YOUR GOAL: In the watermelon slice cookies recipe, what share of the dough is tinted with red food coloring?

Watermelon Slice Cookies (Printable)

Colorful slice-and-bake cookies shaped like watermelon wedges with red and green layers and chocolate chip seeds.

# What You'll Need:

→ Cookie Dough

01 - 2 1/2 cups all-purpose flour
02 - 1/2 teaspoon baking powder
03 - 1/4 teaspoon salt
04 - 3/4 cup unsalted butter, softened
05 - 1 cup granulated sugar
06 - 1 large egg
07 - 1 teaspoon vanilla extract
08 - 1/2 teaspoon almond extract (optional)

→ Decoration

09 - Red and green gel food coloring
10 - Mini chocolate chips (for seeds)
11 - 2 tablespoons milk (as needed)

# Step-by-step:

01 - In a medium bowl, whisk together the flour, baking powder, and salt until well combined.
02 - In a large bowl, beat the softened butter and granulated sugar until light and fluffy, about 2-3 minutes. Add the egg, vanilla extract, and almond extract, mixing until fully incorporated.
03 - Gradually add the dry ingredients to the wet mixture, mixing on low speed until a soft, cohesive dough forms. Be careful not to overmix.
04 - Divide the dough into two portions: one larger portion (about 2/3 of dough) and one smaller portion (about 1/3). Tint the larger portion with red food coloring, kneading until the color is evenly distributed. Tint the smaller portion with green food coloring.

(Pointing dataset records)
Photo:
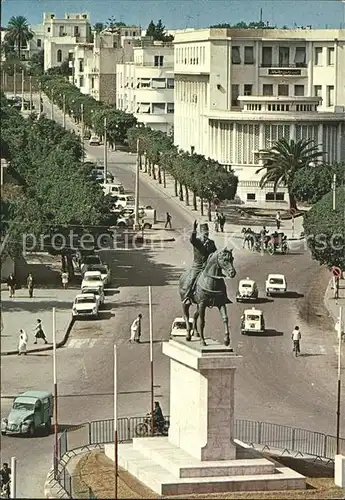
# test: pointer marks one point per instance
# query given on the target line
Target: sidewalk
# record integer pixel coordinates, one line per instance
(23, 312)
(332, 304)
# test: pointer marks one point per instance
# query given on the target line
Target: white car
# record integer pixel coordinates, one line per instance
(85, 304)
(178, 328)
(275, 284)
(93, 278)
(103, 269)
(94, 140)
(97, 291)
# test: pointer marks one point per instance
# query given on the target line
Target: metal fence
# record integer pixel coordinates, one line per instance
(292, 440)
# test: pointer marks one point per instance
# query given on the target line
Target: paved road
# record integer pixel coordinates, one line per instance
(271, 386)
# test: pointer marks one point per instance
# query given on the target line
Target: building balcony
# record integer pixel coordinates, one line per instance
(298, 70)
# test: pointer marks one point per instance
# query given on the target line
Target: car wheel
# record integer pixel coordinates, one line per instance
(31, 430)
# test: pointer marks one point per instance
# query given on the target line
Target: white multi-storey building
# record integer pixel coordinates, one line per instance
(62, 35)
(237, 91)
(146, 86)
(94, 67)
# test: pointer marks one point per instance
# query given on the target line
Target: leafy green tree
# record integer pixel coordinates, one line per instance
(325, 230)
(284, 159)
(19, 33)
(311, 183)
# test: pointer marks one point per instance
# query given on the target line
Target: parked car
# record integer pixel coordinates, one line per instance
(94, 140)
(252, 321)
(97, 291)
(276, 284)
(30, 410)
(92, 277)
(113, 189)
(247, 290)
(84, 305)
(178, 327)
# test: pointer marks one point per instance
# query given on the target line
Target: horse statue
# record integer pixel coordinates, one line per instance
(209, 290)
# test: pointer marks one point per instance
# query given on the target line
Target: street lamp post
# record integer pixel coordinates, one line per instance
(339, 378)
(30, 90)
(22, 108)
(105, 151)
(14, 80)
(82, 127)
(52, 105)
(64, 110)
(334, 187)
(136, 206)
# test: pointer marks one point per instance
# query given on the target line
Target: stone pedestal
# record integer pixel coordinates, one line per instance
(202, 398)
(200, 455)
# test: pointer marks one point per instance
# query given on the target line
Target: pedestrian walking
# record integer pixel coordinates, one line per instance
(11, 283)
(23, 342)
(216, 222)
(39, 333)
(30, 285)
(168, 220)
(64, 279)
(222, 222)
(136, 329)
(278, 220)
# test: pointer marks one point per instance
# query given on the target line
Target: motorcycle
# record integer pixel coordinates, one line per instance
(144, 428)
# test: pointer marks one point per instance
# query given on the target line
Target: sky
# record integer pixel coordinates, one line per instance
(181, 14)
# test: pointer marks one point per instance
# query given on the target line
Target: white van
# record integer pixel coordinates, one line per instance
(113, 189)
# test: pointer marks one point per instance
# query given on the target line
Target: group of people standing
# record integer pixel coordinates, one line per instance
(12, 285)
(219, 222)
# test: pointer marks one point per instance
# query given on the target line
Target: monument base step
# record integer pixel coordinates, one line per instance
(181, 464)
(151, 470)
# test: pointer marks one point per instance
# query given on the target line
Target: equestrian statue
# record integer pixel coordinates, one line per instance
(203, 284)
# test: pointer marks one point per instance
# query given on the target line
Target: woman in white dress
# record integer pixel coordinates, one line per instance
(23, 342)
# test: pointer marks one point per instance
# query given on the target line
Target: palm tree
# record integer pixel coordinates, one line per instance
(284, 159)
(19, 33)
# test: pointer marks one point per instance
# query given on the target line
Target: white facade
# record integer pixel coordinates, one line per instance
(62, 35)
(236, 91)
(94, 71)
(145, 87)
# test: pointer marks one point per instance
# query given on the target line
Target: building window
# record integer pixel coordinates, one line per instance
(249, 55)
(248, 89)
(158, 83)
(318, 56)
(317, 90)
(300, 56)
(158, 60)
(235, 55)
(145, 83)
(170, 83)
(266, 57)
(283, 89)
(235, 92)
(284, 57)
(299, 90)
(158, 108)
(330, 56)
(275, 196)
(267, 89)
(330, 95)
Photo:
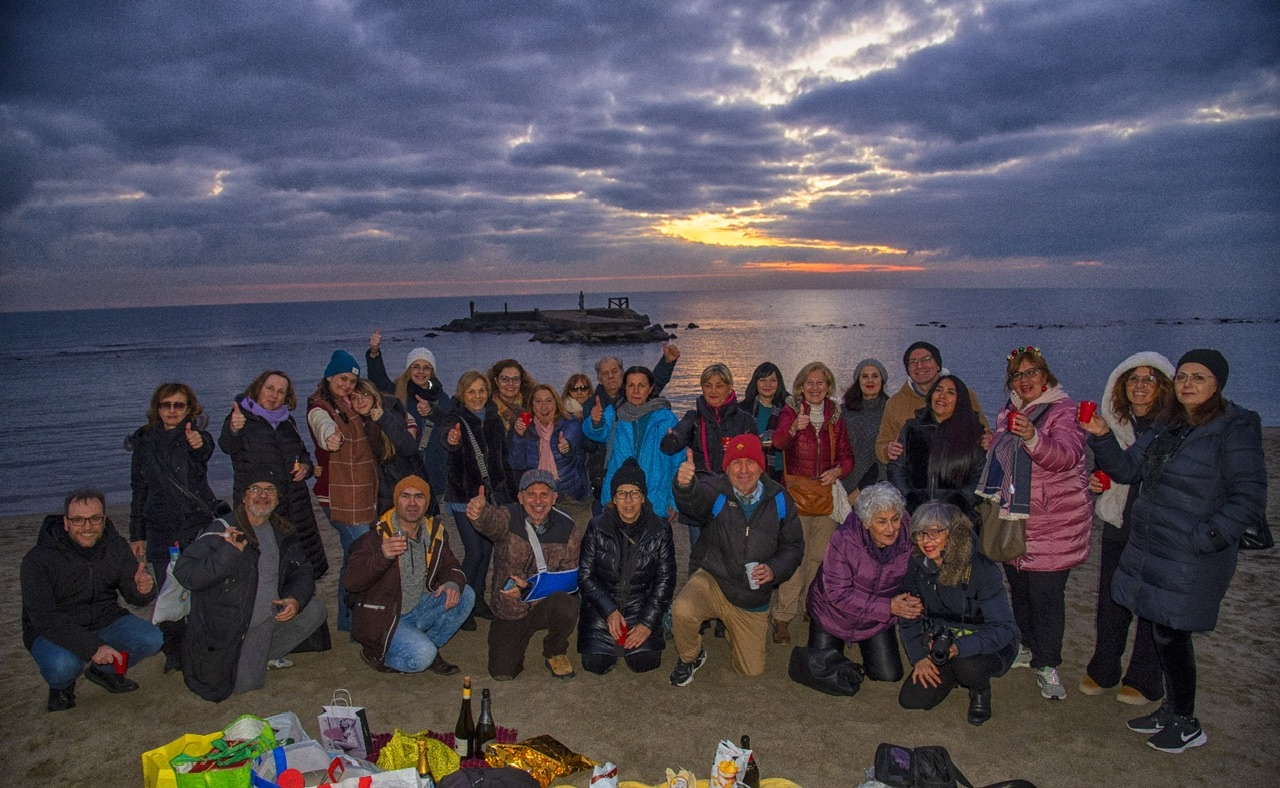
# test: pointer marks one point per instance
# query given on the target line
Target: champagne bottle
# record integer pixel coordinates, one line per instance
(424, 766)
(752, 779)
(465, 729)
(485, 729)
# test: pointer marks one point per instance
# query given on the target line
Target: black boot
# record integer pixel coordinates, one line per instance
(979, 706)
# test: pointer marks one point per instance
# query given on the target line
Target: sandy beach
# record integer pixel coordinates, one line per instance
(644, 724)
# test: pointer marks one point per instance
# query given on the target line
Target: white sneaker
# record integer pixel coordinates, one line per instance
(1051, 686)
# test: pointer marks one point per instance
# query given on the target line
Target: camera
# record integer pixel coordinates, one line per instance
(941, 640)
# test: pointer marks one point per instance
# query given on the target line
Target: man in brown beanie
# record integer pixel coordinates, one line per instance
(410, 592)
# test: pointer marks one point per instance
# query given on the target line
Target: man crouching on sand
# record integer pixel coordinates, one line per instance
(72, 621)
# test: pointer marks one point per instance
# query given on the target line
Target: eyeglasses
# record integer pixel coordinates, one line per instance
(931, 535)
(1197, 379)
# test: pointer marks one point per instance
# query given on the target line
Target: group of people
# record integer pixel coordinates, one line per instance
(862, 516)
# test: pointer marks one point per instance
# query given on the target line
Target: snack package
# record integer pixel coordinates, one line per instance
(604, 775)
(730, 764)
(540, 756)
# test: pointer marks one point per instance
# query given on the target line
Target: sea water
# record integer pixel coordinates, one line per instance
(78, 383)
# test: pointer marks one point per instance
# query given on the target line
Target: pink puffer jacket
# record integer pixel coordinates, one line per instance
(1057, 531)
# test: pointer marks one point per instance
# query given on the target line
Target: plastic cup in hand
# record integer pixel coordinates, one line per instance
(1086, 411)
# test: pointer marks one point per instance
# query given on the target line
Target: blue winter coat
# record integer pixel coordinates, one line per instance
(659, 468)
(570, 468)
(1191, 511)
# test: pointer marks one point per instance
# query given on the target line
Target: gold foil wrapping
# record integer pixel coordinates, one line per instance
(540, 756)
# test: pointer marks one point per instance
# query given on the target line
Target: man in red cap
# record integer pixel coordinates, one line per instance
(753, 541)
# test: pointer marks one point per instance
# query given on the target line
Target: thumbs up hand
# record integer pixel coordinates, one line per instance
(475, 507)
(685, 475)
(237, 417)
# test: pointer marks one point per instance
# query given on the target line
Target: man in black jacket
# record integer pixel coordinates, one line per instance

OUTPUT OF THE TASK: The larger portion, about 2/3 of the dough.